__ABOUT THIS TASK__
An exact copy of each record is required.

__PROVIDED MATERIAL__
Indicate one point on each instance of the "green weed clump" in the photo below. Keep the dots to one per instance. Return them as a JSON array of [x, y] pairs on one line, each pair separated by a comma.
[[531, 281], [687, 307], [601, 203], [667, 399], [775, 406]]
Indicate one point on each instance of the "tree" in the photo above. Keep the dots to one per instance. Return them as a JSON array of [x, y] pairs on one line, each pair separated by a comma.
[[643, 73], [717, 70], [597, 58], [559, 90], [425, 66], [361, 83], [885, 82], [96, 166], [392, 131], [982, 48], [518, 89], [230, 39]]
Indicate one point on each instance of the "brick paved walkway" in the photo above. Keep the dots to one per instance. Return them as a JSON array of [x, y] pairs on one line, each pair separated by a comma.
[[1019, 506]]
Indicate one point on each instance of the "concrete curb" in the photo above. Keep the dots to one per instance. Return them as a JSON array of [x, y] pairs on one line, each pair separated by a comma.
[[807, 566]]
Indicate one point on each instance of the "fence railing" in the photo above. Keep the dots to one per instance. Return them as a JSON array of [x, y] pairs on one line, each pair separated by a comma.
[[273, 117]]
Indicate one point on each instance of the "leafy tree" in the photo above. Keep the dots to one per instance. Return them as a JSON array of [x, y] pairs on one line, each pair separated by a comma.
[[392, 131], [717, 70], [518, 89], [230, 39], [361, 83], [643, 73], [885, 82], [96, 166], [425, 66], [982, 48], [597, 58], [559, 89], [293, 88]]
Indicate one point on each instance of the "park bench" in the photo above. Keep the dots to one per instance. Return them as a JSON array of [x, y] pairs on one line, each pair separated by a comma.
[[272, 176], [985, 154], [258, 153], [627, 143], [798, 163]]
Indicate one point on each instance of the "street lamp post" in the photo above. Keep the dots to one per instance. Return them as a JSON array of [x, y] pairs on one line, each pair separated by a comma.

__TASK RESULT__
Indicate one point on each instance of the "green weed clump" in the photo below. Keep the dots to one per instance. Return them as a JSON array of [x, y] pairs on one line, each pair separated by a comma.
[[531, 281], [687, 307], [601, 203], [667, 399], [775, 406]]
Indicate one point on each instance of the "tree" in the photo above. Keep the dots to one per instance. Return them as a JSON array of [x, y] pairs on one line, each pair separated by a comma.
[[643, 73], [717, 70], [597, 58], [559, 90], [425, 66], [361, 83], [885, 82], [96, 166], [392, 131], [982, 48], [518, 89], [230, 39]]
Indicate one point on each instance of the "brick paved walkway" in the photo above. Keep the dots to one per instance. Return them as a JSON array of [x, y] pairs on one line, each pair separated by a comma.
[[1019, 506]]
Indicate one point on each instance of the "concrete curb" in the photo above. Keep the dots to one per instance. Return them as a JSON array of [x, y] pairs on one line, each pair separated by a comma.
[[807, 566]]
Indicate one point on each instance of the "fence railing" in the photo above. Keep the dots to one per instance. Return them as a JSON array of [x, y] pairs on one line, each pair separated by a comma.
[[273, 117]]
Indicate one point on each instance of the "leafy tree" in the photo above. Keep the dots to one per instance. Return them as a JSON array of [x, y] pairs on one line, each pair separated by a comma.
[[392, 131], [717, 70], [518, 89], [230, 39], [361, 83], [643, 73], [885, 82], [96, 166], [425, 66], [982, 48], [597, 58], [559, 89], [293, 88]]
Indicate one point on each instance of the "park bench" in the photo above. Keep the dots to one per instance. Return them as a JSON array of [x, y] pairs on one line, each pair separated by a comma.
[[272, 176], [985, 154], [258, 153], [627, 143], [798, 163]]
Indicate one point on each instance of the "street lamp post" in the photo above. Keep the dots to one per instance. Return them as a JSON array of [x, y] pairs on one line, each pair separated by a comma.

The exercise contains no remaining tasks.